▶ [Task requirements] Render everything from the line containing "Annotate every instance of the coastal" down to the end of the data as a Markdown table with the columns Row and Content. Give each line its own numbered row and leave out blank lines.

--- BEGIN ---

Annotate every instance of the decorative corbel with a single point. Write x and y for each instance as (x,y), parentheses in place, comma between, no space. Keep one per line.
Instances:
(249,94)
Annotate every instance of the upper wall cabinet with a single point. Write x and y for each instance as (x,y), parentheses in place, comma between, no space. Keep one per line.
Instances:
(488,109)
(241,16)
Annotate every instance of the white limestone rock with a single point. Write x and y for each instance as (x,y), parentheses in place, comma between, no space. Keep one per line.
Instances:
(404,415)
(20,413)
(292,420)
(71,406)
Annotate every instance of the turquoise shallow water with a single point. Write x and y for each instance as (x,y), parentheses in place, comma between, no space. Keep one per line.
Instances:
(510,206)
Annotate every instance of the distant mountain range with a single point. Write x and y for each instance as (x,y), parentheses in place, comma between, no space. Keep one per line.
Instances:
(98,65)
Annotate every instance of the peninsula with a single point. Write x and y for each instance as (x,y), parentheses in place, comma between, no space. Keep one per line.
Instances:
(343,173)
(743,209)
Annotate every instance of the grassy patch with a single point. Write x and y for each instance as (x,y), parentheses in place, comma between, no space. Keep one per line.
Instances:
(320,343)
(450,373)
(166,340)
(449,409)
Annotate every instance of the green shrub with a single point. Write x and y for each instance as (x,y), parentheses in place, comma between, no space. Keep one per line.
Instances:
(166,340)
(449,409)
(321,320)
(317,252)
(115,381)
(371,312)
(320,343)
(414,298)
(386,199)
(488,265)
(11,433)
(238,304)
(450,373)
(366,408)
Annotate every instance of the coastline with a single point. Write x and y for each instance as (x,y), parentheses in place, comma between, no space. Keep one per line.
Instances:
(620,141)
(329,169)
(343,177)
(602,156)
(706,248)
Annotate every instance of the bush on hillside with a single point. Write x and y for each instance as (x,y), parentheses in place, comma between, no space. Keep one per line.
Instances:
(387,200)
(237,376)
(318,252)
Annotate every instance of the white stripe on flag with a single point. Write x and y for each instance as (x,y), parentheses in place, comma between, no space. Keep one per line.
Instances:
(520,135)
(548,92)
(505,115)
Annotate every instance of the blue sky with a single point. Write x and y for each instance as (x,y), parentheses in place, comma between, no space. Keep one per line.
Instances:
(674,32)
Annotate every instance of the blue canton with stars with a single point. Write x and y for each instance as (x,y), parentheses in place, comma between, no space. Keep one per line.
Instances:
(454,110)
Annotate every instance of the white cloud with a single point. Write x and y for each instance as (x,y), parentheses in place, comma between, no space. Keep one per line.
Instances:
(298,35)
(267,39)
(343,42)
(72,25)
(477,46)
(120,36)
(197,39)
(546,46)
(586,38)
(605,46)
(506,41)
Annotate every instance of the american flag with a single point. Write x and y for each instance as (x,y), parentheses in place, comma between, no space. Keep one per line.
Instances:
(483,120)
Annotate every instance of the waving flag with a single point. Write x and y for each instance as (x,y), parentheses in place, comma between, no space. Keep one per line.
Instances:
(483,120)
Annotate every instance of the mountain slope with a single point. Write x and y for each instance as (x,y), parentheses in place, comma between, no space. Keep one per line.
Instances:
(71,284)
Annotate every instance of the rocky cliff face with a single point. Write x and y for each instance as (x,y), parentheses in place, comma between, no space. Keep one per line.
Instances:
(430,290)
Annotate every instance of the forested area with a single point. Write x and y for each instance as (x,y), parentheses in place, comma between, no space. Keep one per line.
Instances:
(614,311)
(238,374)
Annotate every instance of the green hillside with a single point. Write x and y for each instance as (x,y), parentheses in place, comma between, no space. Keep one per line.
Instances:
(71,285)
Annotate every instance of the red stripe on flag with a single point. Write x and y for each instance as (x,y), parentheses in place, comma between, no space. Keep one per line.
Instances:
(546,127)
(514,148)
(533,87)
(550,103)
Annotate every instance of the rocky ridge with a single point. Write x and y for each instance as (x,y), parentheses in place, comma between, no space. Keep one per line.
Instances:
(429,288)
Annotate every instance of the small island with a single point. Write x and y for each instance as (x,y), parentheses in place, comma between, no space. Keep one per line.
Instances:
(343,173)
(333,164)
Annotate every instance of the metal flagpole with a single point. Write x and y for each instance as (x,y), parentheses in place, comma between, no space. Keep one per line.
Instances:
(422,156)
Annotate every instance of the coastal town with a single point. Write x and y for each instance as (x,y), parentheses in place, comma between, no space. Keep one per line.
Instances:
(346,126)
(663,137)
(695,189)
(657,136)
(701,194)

--- END ---

▶ [Exercise response]
| Row | Content |
|---|---|
| 1 | Annotate every instance of the coastal town with a single point. Write x and y for each instance as (x,y), parentheses in place, comma between, no space. Keep one per line. |
| 2 | Instances: |
| 3 | (346,126) |
| 4 | (663,137) |
| 5 | (695,189) |
| 6 | (657,136) |
| 7 | (701,194) |